**Tarefa a realizar**
Transcreva, sem nenhuma alteração, o trecho do texto sobre a audiência que vai de "O deputado Marcel" até "da plataforma X.", incluindo ambos.

**Texto do documento**

··········

O jornalista norte-americano Glenn Greenwald, colunista do jornal Folha de S. Paulo e fundador do site The Intercept, acredita que Moraes agiu sem base legal ao exigir a remoção de postagens e o banimento de contas, inclusive de parlamentares. Segundo ele, as pessoas não receberam aviso prévio do banimento nem explicações dos motivos. Greenwald acrescentou que essas ordens de banimento foram sigilosas e sem o devido processo legal.
O deputado Marcel van Hattem (Novo-RS), que pediu a audiência, destacou que foi um dos parlamentares alvo de pedidos de remoção de conteúdo em processo sigiloso e que vai solicitar o fim do sigilo. Para ele, está em curso “um processo industrial de censura” e de “perseguição covarde contra desafetos” do ministro Alexandre de Moraes. “A censura não pode prevalecer, e a liberdade de expressão tem que ser regra, porque sem liberdade de expressão não há democracia, sem devido processo legal não há democracia”, defendeu van Hattem.
Outro lado
Já o deputado Arlindo Chinaglia (PT-SP) lamentou a ausência de contraditório na audiência, já que todos os convidados defenderam o mesmo ponto de vista. Van Hattem observou, por sua vez, que uma convidada indicada por Chinaglia foi convidada mas não compareceu, assim como o representante da plataforma X.
Chinaglia apontou que, de 2012 a 2021, na soma das solicitações de remoção por país recebidas pela plataforma X, o Brasil figura em antepenúltimo da lista. “Portanto, tentar caracterizar que, no Brasil de hoje, e desde 2012, haja uma atitude de censura é um exagero retórico que se transforma em mentira”, avaliou.
O deputado argumentou que, assim como fez com Alexandre de Moraes no Brasil, o dono da rede X promoveu ataques do tipo em outros países. Conforme Chinaglia, a Comissão Europeia abriu processo contra o X por possíveis violações da recente lei de serviços digitais. “A resposta do Musk foi atacar a presidente da comissão, que é eleita por todos os países da Comunidade Europeia”, citou.
Marco Civil da Internet
O deputado Filipe Barros (PL-PR) ressaltou que o Marco Civil da Internet – a lei existente para regular a rede – é muito claro ao estabelecer que, se houver afronta à legislação, deve-se censurar uma publicação específica mediante decisão judicial motivada. “Nós não vimos isso em nenhuma das decisões que vieram a público até agora”, apontou. De acordo com o parlamentar, as decisões são genéricas, visando retirar do ar o perfil de usuários por tempo indeterminado.
Já o deputado Florentino Neto (PT-PI) argumentou que não há censura em curso, porque os processos podem ser contestados no âmbito do Supremo Tribunal Federal. “Não podemos ter uma sociedade baseada em ameaças e mentiras. Temos que estabelecer parâmetros mínimos para a convivência nessas plataformas”, opinou. Ele defendeu a regulamentação das redes sociais, para proteger os usuários contra excessos praticados. “Não vejo razão para termos dificuldades em colocarmos à disposição dos usuários recursos para que eles possam denunciar serviços ilegais da plataforma”, citou.

··········

**Material fornecido**
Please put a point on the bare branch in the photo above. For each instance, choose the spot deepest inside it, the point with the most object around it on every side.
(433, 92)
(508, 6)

··········

**Resultado da tarefa**
O deputado Marcel van Hattem (Novo-RS), que pediu a audiência, destacou que foi um dos parlamentares alvo de pedidos de remoção de conteúdo em processo sigiloso e que vai solicitar o fim do sigilo. Para ele, está em curso “um processo industrial de censura” e de “perseguição covarde contra desafetos” do ministro Alexandre de Moraes. “A censura não pode prevalecer, e a liberdade de expressão tem que ser regra, porque sem liberdade de expressão não há democracia, sem devido processo legal não há democracia”, defendeu van Hattem.
Outro lado
Já o deputado Arlindo Chinaglia (PT-SP) lamentou a ausência de contraditório na audiência, já que todos os convidados defenderam o mesmo ponto de vista. Van Hattem observou, por sua vez, que uma convidada indicada por Chinaglia foi convidada mas não compareceu, assim como o representante da plataforma X.